Start Dataset entries
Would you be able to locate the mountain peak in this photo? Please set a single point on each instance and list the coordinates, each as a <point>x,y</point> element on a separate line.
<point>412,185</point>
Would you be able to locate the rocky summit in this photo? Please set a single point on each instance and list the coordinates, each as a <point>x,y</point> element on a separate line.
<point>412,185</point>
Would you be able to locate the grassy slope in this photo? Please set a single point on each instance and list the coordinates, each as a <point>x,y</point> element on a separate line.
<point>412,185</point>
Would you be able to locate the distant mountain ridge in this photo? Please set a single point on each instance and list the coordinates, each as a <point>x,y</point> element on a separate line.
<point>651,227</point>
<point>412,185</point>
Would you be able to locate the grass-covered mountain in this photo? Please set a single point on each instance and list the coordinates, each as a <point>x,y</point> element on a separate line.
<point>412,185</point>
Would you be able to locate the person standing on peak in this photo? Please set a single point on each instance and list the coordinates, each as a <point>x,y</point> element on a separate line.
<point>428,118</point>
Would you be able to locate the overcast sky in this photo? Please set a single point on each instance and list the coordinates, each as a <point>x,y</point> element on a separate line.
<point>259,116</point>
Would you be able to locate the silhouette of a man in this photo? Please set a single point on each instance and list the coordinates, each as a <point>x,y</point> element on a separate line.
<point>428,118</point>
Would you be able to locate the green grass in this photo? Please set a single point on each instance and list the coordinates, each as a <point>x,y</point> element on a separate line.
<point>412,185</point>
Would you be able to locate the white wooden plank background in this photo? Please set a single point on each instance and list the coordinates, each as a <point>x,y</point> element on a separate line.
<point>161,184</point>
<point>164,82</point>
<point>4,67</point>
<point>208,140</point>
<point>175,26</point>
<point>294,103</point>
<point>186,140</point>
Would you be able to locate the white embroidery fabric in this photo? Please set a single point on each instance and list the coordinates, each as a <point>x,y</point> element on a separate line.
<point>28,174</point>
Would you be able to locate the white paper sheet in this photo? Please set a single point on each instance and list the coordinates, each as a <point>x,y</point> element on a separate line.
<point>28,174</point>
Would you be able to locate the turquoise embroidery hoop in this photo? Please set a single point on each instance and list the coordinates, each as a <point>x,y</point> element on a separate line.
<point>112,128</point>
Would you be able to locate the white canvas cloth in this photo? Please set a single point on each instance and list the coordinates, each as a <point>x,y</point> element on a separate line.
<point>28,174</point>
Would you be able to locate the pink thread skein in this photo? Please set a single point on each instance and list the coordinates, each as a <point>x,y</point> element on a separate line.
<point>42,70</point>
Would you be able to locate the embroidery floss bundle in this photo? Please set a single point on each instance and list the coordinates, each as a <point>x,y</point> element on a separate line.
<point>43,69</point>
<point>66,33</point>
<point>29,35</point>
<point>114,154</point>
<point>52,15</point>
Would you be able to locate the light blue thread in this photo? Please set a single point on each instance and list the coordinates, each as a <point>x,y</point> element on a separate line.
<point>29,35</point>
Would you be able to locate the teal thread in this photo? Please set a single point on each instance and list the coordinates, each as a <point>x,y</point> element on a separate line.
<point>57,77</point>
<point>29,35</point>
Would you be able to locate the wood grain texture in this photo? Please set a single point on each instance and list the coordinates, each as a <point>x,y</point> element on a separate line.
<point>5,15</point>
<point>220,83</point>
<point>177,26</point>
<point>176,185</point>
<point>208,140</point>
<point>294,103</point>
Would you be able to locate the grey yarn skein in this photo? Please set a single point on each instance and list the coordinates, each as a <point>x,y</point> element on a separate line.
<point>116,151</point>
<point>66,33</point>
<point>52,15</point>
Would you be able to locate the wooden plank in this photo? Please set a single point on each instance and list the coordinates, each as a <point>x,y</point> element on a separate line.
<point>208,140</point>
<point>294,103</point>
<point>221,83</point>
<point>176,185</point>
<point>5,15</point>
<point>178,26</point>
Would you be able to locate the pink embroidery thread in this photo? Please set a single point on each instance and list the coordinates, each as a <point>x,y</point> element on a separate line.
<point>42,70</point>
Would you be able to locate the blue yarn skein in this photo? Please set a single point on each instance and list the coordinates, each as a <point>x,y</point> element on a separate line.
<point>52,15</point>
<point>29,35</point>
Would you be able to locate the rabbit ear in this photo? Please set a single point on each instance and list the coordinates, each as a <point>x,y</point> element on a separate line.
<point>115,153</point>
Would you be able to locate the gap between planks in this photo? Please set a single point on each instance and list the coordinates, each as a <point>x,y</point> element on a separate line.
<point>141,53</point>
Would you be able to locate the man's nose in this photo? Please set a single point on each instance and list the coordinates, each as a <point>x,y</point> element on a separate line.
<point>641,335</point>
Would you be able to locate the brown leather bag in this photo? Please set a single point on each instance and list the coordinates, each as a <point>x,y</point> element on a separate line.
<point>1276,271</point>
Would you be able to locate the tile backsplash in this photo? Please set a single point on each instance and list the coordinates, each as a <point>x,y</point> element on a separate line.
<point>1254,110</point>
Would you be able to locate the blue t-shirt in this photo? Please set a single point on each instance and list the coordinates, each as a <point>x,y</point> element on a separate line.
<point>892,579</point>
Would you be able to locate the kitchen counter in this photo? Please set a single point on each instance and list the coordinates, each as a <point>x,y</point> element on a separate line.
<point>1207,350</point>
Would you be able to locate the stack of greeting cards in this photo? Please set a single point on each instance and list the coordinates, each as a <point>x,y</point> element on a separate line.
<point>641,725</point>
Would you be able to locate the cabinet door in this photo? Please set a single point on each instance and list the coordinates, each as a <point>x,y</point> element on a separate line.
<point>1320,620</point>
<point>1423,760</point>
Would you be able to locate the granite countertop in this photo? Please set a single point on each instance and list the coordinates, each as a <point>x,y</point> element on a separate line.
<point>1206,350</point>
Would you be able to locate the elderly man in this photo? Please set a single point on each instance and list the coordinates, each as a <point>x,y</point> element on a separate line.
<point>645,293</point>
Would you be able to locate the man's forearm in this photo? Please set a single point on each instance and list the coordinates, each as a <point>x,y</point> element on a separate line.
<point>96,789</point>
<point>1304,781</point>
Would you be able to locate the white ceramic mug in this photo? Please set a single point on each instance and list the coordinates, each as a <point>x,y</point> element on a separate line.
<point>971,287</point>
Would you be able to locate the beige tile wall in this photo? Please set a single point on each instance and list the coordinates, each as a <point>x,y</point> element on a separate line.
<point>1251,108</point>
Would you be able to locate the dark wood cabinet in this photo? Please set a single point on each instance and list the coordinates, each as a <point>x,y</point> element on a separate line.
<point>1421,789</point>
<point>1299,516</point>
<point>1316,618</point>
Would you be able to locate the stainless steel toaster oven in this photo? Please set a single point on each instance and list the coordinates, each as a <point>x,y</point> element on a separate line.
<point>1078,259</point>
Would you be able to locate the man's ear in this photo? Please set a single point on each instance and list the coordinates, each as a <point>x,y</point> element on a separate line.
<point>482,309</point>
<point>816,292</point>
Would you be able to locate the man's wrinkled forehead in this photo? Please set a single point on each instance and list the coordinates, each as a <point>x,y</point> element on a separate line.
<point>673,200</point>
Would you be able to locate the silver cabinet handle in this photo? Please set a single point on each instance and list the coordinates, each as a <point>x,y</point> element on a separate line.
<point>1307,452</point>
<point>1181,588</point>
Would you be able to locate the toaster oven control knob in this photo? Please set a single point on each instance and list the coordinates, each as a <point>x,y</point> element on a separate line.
End Dataset entries
Number every line of the records above, one item per line, and skip any blank lines.

▶ Expected answer
1. Would you be able to locate the mountain peak in this photo? Please set a single point on each instance and list the coordinates, each as a <point>x,y</point> element on a separate line.
2. <point>412,185</point>
3. Would you be able to locate the rocky summit in this photo? Please set a single point on each instance and list the coordinates, each as a <point>x,y</point> element on a separate line.
4. <point>412,185</point>
5. Would you be able to locate the grassy slope in this photo? Please set a single point on each instance and list the coordinates, each as a <point>x,y</point> element on a separate line.
6. <point>412,185</point>
7. Would you be able to locate the distant mountain ridge in this photo? Please set a single point on each instance and list the coordinates, each as a <point>x,y</point> element on a separate line.
8. <point>651,227</point>
9. <point>412,185</point>
10. Would you be able to locate the grass-covered mountain in this photo? Please set a single point on each instance and list the coordinates, each as a <point>x,y</point> element on a separate line.
11. <point>412,185</point>
12. Would you be able to locate the person standing on peak in this photo? Please set a single point on each instance and list the coordinates, each as a <point>x,y</point> element on a separate line.
13. <point>428,118</point>
14. Would you be able to locate the overcast sky in this photo? Please set a single point on each instance and list the coordinates, each as a <point>x,y</point> element on a separate line.
15. <point>259,116</point>
16. Would you be able to locate the silhouette of a man in this photo? Please set a single point on each instance and list the coordinates, each as a <point>x,y</point> element on a separate line.
17. <point>428,118</point>
18. Would you be able to locate the green grass in this photo? Please set a single point on each instance and list the coordinates, each as a <point>x,y</point> element on a separate line.
19. <point>412,185</point>
20. Would you be able to locate the white wooden plank background in this photo? Please set a single point on each instance and list the coordinates, each as a <point>x,y</point> element on a separate line.
21. <point>161,184</point>
22. <point>164,82</point>
23. <point>4,67</point>
24. <point>208,140</point>
25. <point>175,26</point>
26. <point>294,103</point>
27. <point>186,140</point>
28. Would you be able to locate the white embroidery fabric in this photo? Please set a single point on each instance and list the coordinates, each as a <point>x,y</point> element on a separate line.
29. <point>28,174</point>
30. Would you be able to locate the white paper sheet in this photo? Please set a single point on each instance and list the coordinates, each as a <point>x,y</point> element on a separate line.
31. <point>28,174</point>
32. Would you be able to locate the turquoise embroidery hoop in this photo? Please set a single point on each instance and list the coordinates, each as a <point>x,y</point> element on a separate line.
33. <point>112,128</point>
34. Would you be able to locate the white canvas cloth in this photo? Please set a single point on each instance and list the coordinates, each as a <point>x,y</point> element on a separate line.
35. <point>28,174</point>
36. Would you be able to locate the pink thread skein in this photo? Please set a single point on each instance and list the coordinates, each as a <point>x,y</point> element on a separate line.
37. <point>42,70</point>
38. Would you be able to locate the embroidery floss bundle in this photo? Please set a single point on each instance and list the coordinates, each as a <point>x,y</point> element on a separate line.
39. <point>43,69</point>
40. <point>66,33</point>
41. <point>29,35</point>
42. <point>114,154</point>
43. <point>52,15</point>
44. Would you be able to locate the light blue thread in this photo? Please set a single point on each instance and list the coordinates, each as a <point>x,y</point> element on a separate line.
45. <point>29,35</point>
46. Would you be able to locate the teal thread in this photo? Please set a single point on each instance and list the coordinates, each as a <point>x,y</point> element on a separate line.
47. <point>57,77</point>
48. <point>29,35</point>
49. Would you be able to locate the wood grain texture in this photo? Please set a single point on each instance and list the coordinates, each as a <point>x,y</point> element on a separate line.
50. <point>5,15</point>
51. <point>220,83</point>
52. <point>177,26</point>
53. <point>176,185</point>
54. <point>208,140</point>
55. <point>294,103</point>
56. Would you be able to locate the grey yarn skein in this photo? Please set a single point on each instance and list the coordinates, each as a <point>x,y</point> element on a separate line.
57. <point>116,151</point>
58. <point>66,33</point>
59. <point>52,15</point>
60. Would you be able to locate the wooden plank in this photo? Please set a single point on each instance and list the coordinates, each as a <point>x,y</point> element on a separate line.
61. <point>208,140</point>
62. <point>294,103</point>
63. <point>221,83</point>
64. <point>176,185</point>
65. <point>5,15</point>
66. <point>178,26</point>
67. Would you be able to locate the pink embroidery thread in this photo? Please set a single point on each instance and list the coordinates, each as a <point>x,y</point> element on a separate line.
68. <point>42,70</point>
69. Would you be able to locate the blue yarn skein in this photo? Please set a single point on each instance and list the coordinates, each as a <point>x,y</point> element on a separate line.
70. <point>52,15</point>
71. <point>29,35</point>
72. Would you be able to locate the rabbit ear in this photo? Please set a single point on each instance and list the coordinates, each as a <point>x,y</point> element on a separate line.
73. <point>115,153</point>
74. Would you be able to locate the gap between planks in this photo? Please set a single point on each instance and list the coordinates, each as a <point>x,y</point> element on a separate line.
75. <point>141,53</point>
76. Would you be able to locate the man's nose in this photo? Please set a single point on each instance and list the coordinates, each as a <point>x,y</point> element on a separate line.
77. <point>641,335</point>
78. Would you be able to locate the brown leather bag in this photo? Please set a single point on each instance and list the coordinates, each as a <point>x,y</point> element on a separate line.
79. <point>1276,271</point>
80. Would you be able to locate the tile backsplash in this photo? Please set a single point on each instance and list the coordinates, each as a <point>x,y</point> element on a separate line.
81. <point>1254,110</point>
82. Would you be able to locate the blue t-shirt in this photo? Please set a single point on each instance and list the coordinates, each as a <point>x,y</point> element on a separate line.
83. <point>892,579</point>
84. Would you be able to locate the kitchen counter in this photo? Please set a single point on each instance and list the coordinates, each as a <point>x,y</point> element on a separate line.
85. <point>1207,350</point>
86. Would you be able to locate the stack of greeting cards in this photo? Please set a single point on each instance and list the coordinates, each as a <point>x,y</point> element on a separate line.
87. <point>641,725</point>
88. Would you be able to locate the cabinet door in this photo? Please set a single point on each instance and list the coordinates, each as a <point>x,y</point> element on a separate line.
89. <point>1320,620</point>
90. <point>1423,760</point>
91. Would you be able to locate the granite countertop in this photo? Please set a single point on each instance and list the coordinates, each as a <point>x,y</point> element on a separate line.
92. <point>1206,350</point>
93. Would you be able to locate the elderly man in this photo? Please set a single point on each instance and list the coordinates, each as a <point>x,y</point> element on a separate line.
94. <point>645,293</point>
95. Would you be able to locate the man's forearm in this photo? Please set a single point on each instance and list the coordinates, each as a <point>x,y</point> element on a separate line.
96. <point>96,789</point>
97. <point>1304,781</point>
98. Would you be able to locate the white ceramic mug in this photo? Please set a single point on each instance and list the coordinates, each as a <point>x,y</point> element on a separate line.
99. <point>971,287</point>
100. Would you be able to locate the beige tile wall in this photo? Please set a single point on each instance and list the coordinates, each as a <point>x,y</point> element on a separate line.
101. <point>1251,108</point>
102. Would you be able to locate the dark wood cabinet in this photo? Please set a single point on each instance and list the coordinates, each as a <point>x,y</point> element on a separate line.
103. <point>1421,789</point>
104. <point>1299,516</point>
105. <point>1316,618</point>
106. Would you be able to locate the stainless steel toaster oven in this photo? Please set a single point on each instance and list the coordinates, each as a <point>x,y</point> element on a separate line.
107. <point>1078,259</point>
108. Would you be able to locate the man's ear in this photo? Please set a single point on each instance and list the coordinates, each as a <point>x,y</point> element on a separate line.
109. <point>482,309</point>
110. <point>816,292</point>
111. Would you be able to locate the man's wrinkled forehead in this photo? Please set a single point on each instance and list the coordinates, each as a <point>x,y</point> element on a separate line.
112. <point>673,200</point>
113. Would you be able to locate the silver cabinet handle in this photo? Please set a single point on each instance and list the coordinates, each as a <point>x,y</point> element on a separate line.
114. <point>1307,452</point>
115. <point>1181,588</point>
116. Would you be able to locate the toaster oven control knob in this photo? Please set a single point on each instance and list the coordinates, each as a <point>x,y</point> element on a separate line.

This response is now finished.